## PROMPT:
Write out the whole listing again, requests included, but shift every x and y pixel coordinate in the answers up by 124. Leave the pictures out of your copy.

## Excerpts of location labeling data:
——
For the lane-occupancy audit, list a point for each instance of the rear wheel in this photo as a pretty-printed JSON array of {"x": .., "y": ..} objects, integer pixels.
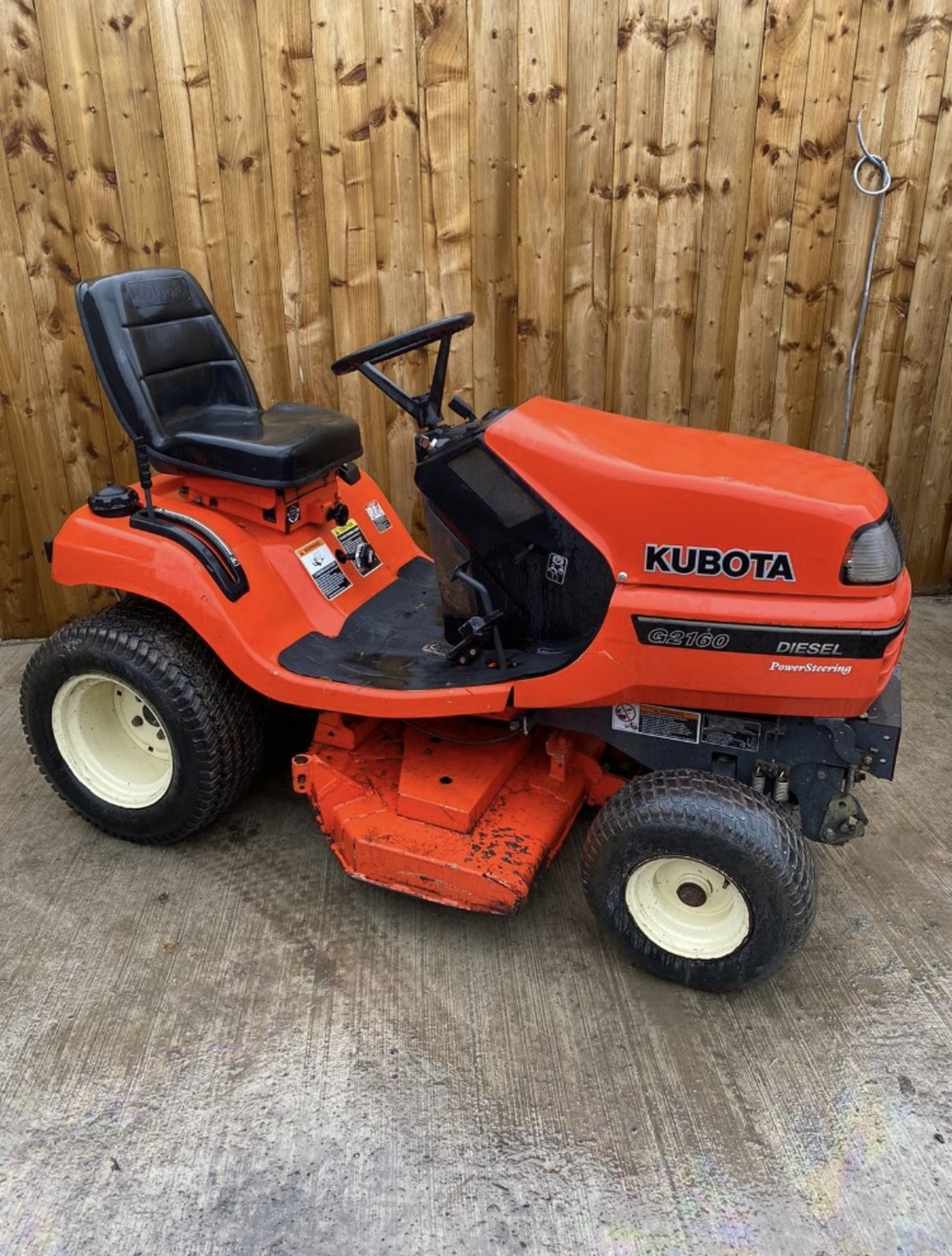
[
  {"x": 701, "y": 879},
  {"x": 139, "y": 726}
]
——
## TASK ANSWER:
For the lane-occupancy audit, list a point for each instance of the rear wheel in this photo as a pretty-printed JSON array of {"x": .., "y": ..} objects, integer pixels.
[
  {"x": 825, "y": 1003},
  {"x": 263, "y": 850}
]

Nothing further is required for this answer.